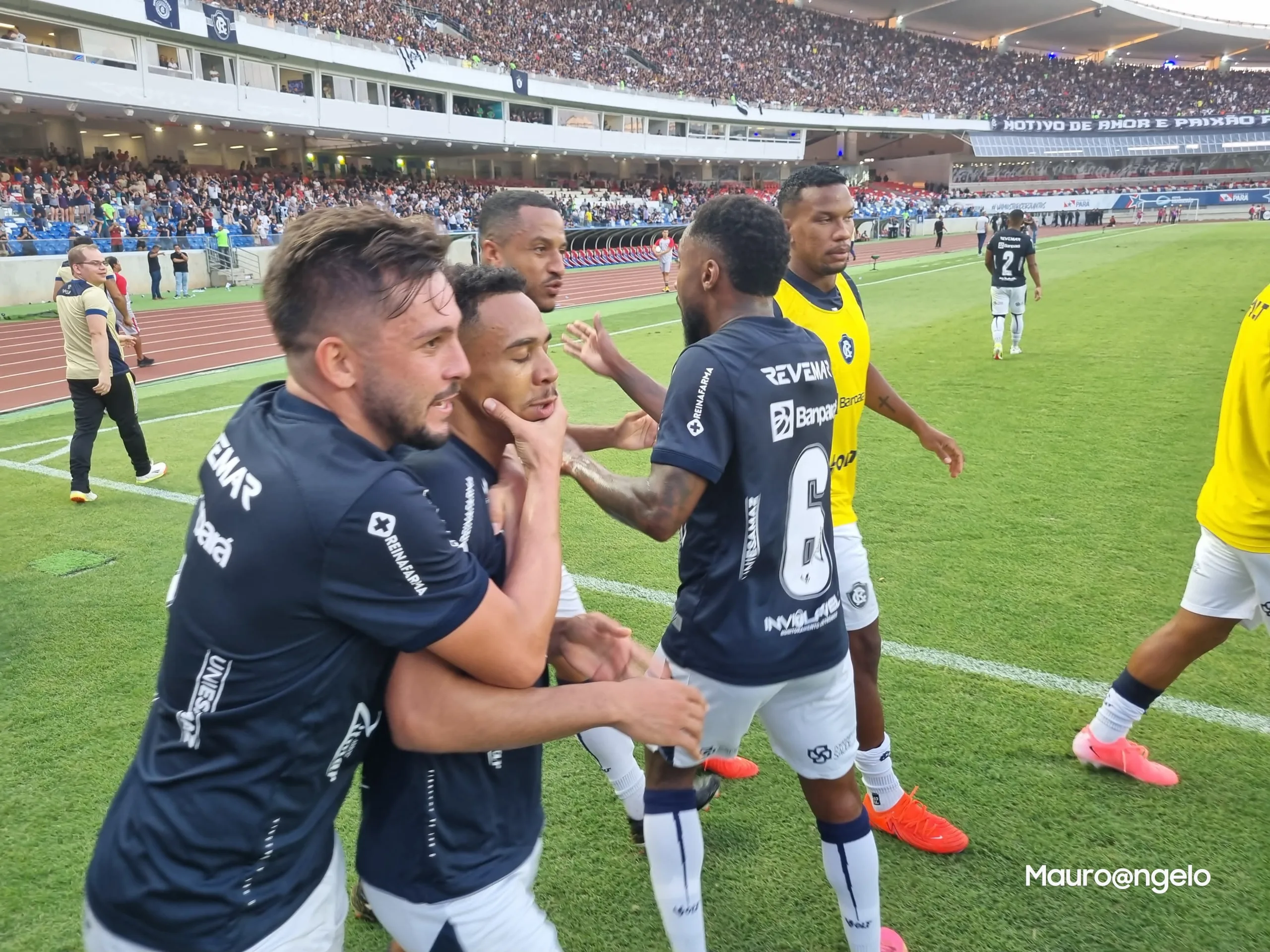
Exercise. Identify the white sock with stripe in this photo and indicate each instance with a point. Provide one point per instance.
(850, 858)
(615, 753)
(672, 841)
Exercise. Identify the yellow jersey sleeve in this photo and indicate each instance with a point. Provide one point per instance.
(1235, 503)
(845, 336)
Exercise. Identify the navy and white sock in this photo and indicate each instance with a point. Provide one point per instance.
(615, 753)
(672, 841)
(851, 866)
(1124, 706)
(879, 774)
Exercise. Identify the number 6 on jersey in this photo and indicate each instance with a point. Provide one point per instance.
(807, 568)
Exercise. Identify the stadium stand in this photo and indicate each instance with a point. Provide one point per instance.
(775, 54)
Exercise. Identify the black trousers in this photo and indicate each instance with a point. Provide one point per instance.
(121, 404)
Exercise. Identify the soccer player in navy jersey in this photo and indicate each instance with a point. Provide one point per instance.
(741, 470)
(313, 559)
(454, 839)
(524, 230)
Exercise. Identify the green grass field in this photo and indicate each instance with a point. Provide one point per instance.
(1066, 541)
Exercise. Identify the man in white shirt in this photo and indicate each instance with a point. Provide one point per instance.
(981, 230)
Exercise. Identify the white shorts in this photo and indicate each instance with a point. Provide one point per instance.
(318, 926)
(1009, 301)
(811, 721)
(1228, 583)
(859, 601)
(502, 917)
(571, 602)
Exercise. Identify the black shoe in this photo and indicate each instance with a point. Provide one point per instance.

◇ ◇ ◇

**TASK DESCRIPTION**.
Set down the material again exactly. Don't carry over any pictures.

**TASK OUTPUT**.
Exercise. Identify the white sock with stripe in this photo and indicate each instance with a point. Provide one point per instance.
(850, 858)
(615, 753)
(672, 841)
Exercise. Identify the yellow jersey sleeve in this photo and indicate each instance with a point. Provide one point per instance.
(1235, 503)
(845, 336)
Exercise. Identify the navy and white sock in this photo and indicate each instance with a point. Provide one point per instance.
(615, 753)
(672, 841)
(851, 866)
(1124, 706)
(879, 774)
Exercise. Identify the number 6 on jersey in this photo and indicate each instance with a point. Provide one point per instance.
(807, 568)
Exercise. Identify the stadium stand in this photo and indicate each instance with a point. Provide one point per instance.
(775, 54)
Exercise. Identify the black trousers in this photo and indicate each instance with a point. Provide one point per instance.
(121, 404)
Exercise. Identify the soccer player in navy jersey in this photo and indicate each instance with a point. Provide one point per instance.
(741, 470)
(313, 559)
(454, 839)
(524, 230)
Exercise. Identify the green grass field in this photo and indicate each instance with a point. Provide one point per instance.
(1066, 541)
Exercise. Identify the man in white shirt in this photo and indicate each instance with a point. Provide one point per instance.
(981, 230)
Exercise. Identify the white shorts in this photo and indicate each instance with a point. Provide one point per instance.
(318, 926)
(1009, 301)
(811, 721)
(1228, 583)
(859, 601)
(502, 917)
(571, 602)
Exercise. Identify the black shoe in this photo and indicate each instance with a point. Provide one point per instance.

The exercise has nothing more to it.